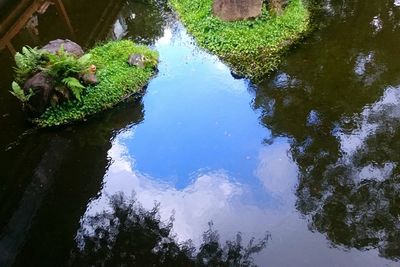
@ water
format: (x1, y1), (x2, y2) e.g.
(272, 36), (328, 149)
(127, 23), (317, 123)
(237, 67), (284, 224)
(1, 0), (400, 266)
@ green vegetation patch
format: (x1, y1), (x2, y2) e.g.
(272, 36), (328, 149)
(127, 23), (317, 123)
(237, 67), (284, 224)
(169, 0), (310, 79)
(34, 41), (158, 127)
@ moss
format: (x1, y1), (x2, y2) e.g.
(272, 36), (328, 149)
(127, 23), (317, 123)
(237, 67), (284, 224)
(169, 0), (310, 80)
(34, 40), (158, 127)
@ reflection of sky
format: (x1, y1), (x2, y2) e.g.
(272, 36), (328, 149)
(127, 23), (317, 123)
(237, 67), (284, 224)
(338, 86), (400, 155)
(77, 26), (396, 266)
(121, 25), (268, 192)
(334, 85), (400, 182)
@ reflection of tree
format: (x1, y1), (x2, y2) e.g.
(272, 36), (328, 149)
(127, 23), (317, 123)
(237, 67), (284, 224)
(253, 0), (400, 260)
(296, 104), (400, 259)
(256, 85), (400, 261)
(1, 98), (145, 267)
(296, 128), (400, 260)
(69, 193), (268, 267)
(112, 0), (170, 45)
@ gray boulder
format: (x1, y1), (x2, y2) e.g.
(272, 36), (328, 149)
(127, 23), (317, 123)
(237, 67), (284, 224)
(128, 54), (146, 68)
(269, 0), (290, 14)
(212, 0), (263, 21)
(23, 72), (55, 116)
(82, 73), (99, 85)
(41, 39), (84, 57)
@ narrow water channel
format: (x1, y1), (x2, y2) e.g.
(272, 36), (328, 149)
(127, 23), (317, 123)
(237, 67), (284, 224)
(0, 0), (399, 266)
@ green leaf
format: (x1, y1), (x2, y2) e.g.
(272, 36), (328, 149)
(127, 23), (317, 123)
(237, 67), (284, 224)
(14, 46), (44, 83)
(10, 81), (35, 102)
(62, 77), (85, 101)
(78, 53), (92, 65)
(12, 81), (22, 92)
——————————
• [WHAT TO DO]:
Line for line, restate the data above and omit every picture.

• [REPLY]:
@ water
format: (x1, y1), (x2, y2) e.g.
(272, 36), (328, 149)
(127, 23), (317, 123)
(237, 67), (284, 224)
(1, 0), (400, 266)
@ green vegetation patch
format: (x1, y1), (x2, y2) e.g.
(272, 36), (328, 149)
(127, 23), (317, 123)
(237, 67), (284, 224)
(169, 0), (310, 79)
(34, 41), (158, 127)
@ moss
format: (x1, y1), (x2, y2) e.g.
(272, 36), (328, 149)
(127, 23), (317, 123)
(237, 67), (284, 224)
(169, 0), (310, 80)
(34, 40), (158, 127)
@ reflection of sky
format: (x1, y1), (x2, y2) e.g.
(272, 36), (328, 149)
(127, 23), (317, 123)
(237, 67), (284, 224)
(338, 86), (400, 155)
(77, 26), (396, 266)
(121, 25), (268, 192)
(334, 85), (400, 182)
@ reflection of tree
format: (x1, y1), (x2, y2) e.g.
(272, 36), (328, 149)
(127, 23), (317, 123)
(237, 67), (284, 224)
(253, 0), (400, 260)
(296, 104), (400, 259)
(256, 85), (400, 261)
(1, 98), (145, 267)
(296, 128), (400, 260)
(69, 193), (268, 267)
(112, 0), (170, 45)
@ gray boulder
format: (x1, y1), (x2, y2) e.g.
(272, 36), (328, 149)
(127, 23), (317, 123)
(237, 67), (284, 224)
(128, 54), (146, 68)
(269, 0), (290, 14)
(212, 0), (263, 21)
(23, 72), (55, 116)
(82, 73), (99, 85)
(41, 39), (84, 57)
@ narrow water channel
format: (x1, y1), (x2, y2) e.g.
(272, 36), (328, 149)
(127, 23), (317, 123)
(237, 67), (284, 224)
(0, 0), (399, 266)
@ green leaf
format: (x1, y1), (x2, y2) e.g.
(272, 36), (328, 149)
(127, 23), (317, 123)
(237, 67), (284, 224)
(14, 46), (44, 83)
(10, 81), (35, 102)
(62, 77), (85, 101)
(78, 53), (92, 65)
(12, 81), (22, 92)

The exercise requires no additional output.